Georgia’s medical marijuana program now provides low-THC cannabis oil to more than a thousand patients. In an interesting twist, enrollees in the program can have the oil, but they can’t cultivate, import or purchase it.

Besides being a state representative, Peake has a home business that he states is run according to Biblical principles and donates to Christian charities – this is the practice that led him into the world of cannabis. He had started out by helping families with the costs of moving to Colorado for the legal access to treatments they couldn’t get in Georgia.

Now that the laws are a bit different, and those who need it can legally possess it, Peake has made it his goal to make certain they can actually get their hands on it.

This is where he’s putting himself in the position of being extremely careful about how he actually receives, and distributes, the cannabis oil. Once a month, a cardboard box from Colorado appears at his office – inside are the derivatives of marijuana that he’ll distribute to the seriously ill. In 2009, President Obama instructed the Department of Justice not to prosecute people for possessing or distributing medical marijuana, but transporting it across state lines is still a felony. This is why Peake depends on the mysterious box that appears in his office, “Quite frankly, I don’t know how the product gets here,” he says.

**ENTRIES SHOWN:**
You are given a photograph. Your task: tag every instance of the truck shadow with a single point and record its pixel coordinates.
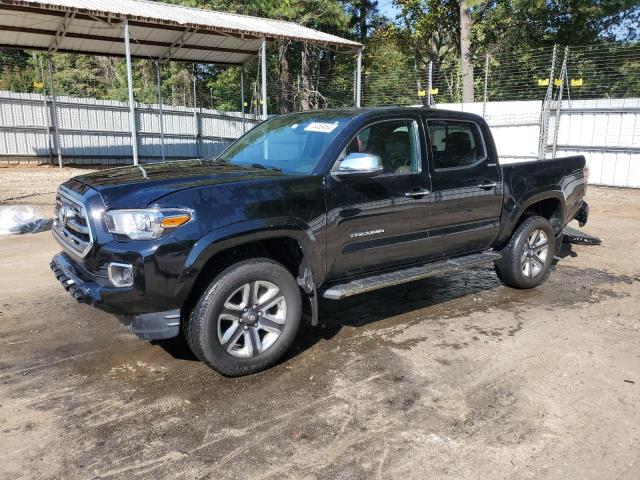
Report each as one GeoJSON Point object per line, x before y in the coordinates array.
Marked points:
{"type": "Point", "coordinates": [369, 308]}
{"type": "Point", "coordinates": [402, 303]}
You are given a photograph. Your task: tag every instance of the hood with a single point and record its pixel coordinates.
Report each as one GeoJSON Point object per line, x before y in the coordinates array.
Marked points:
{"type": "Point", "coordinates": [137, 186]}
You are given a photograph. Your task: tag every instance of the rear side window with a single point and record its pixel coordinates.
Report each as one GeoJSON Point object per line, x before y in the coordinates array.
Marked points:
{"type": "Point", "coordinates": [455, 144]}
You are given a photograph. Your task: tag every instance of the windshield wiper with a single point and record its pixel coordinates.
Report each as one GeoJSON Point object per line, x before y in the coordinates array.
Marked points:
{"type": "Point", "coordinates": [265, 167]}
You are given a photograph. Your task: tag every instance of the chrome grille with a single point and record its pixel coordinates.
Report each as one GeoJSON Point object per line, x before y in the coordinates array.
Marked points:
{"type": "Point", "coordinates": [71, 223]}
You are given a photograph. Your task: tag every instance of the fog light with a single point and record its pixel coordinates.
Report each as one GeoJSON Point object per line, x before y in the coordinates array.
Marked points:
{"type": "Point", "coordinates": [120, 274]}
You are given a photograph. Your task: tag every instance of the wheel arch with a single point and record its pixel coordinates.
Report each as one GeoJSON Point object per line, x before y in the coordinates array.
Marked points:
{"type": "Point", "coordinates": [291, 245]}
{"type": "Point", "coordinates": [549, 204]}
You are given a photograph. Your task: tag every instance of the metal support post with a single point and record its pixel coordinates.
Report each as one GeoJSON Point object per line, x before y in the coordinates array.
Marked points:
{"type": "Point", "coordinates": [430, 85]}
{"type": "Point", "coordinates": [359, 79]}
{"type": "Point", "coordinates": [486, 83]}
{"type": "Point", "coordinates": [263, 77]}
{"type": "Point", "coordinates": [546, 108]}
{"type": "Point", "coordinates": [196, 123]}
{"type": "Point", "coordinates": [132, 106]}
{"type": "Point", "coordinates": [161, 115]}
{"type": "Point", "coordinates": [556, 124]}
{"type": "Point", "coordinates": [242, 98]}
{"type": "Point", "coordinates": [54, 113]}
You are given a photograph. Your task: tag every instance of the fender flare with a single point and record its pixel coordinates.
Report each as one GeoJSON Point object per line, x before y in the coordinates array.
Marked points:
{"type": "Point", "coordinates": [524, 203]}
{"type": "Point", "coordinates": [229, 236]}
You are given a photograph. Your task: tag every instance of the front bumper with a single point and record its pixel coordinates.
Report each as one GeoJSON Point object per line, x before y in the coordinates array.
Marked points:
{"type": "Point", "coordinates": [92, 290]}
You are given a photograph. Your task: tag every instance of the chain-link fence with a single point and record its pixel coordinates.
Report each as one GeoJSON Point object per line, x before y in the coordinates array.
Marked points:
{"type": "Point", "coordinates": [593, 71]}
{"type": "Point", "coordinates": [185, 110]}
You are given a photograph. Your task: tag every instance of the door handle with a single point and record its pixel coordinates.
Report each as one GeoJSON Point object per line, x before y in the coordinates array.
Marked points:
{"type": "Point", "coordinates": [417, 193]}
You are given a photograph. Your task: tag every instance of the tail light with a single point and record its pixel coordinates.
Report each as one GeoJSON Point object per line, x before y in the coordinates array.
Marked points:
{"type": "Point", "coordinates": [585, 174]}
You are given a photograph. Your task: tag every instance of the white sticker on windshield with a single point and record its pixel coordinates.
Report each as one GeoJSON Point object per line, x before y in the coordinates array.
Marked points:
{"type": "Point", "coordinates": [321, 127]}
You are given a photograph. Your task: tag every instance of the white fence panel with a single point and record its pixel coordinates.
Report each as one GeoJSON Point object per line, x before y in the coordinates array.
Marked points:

**TASKS TO CARRY OUT:**
**a)** Rewrite the piece on Georgia's medical marijuana program from "Besides being a" up to and including "hands on it.", changing "Christian charities" to "church ministries".
**b)** Extend the piece on Georgia's medical marijuana program beyond its last sentence.

**RESPONSES BY ITEM NUMBER:**
**a)**
Besides being a state representative, Peake has a home business that he states is run according to Biblical principles and donates to church ministries – this is the practice that led him into the world of cannabis. He had started out by helping families with the costs of moving to Colorado for the legal access to treatments they couldn’t get in Georgia.

Now that the laws are a bit different, and those who need it can legally possess it, Peake has made it his goal to make certain they can actually get their hands on it.

**b)**
However, each time one of the boxes arrives, he makes a significant donation to a foundation in Colorado that supports research of medical cannabis. Making a direct payment would be illegal, but his donations tally up to about $100,000 a year, which means he’s been able to supply the oil to hundreds of patients across Georgia.

“I’ll never recover that money,” he said, adding that it doesn’t matter: the satisfaction of helping people makes it all worthwhile.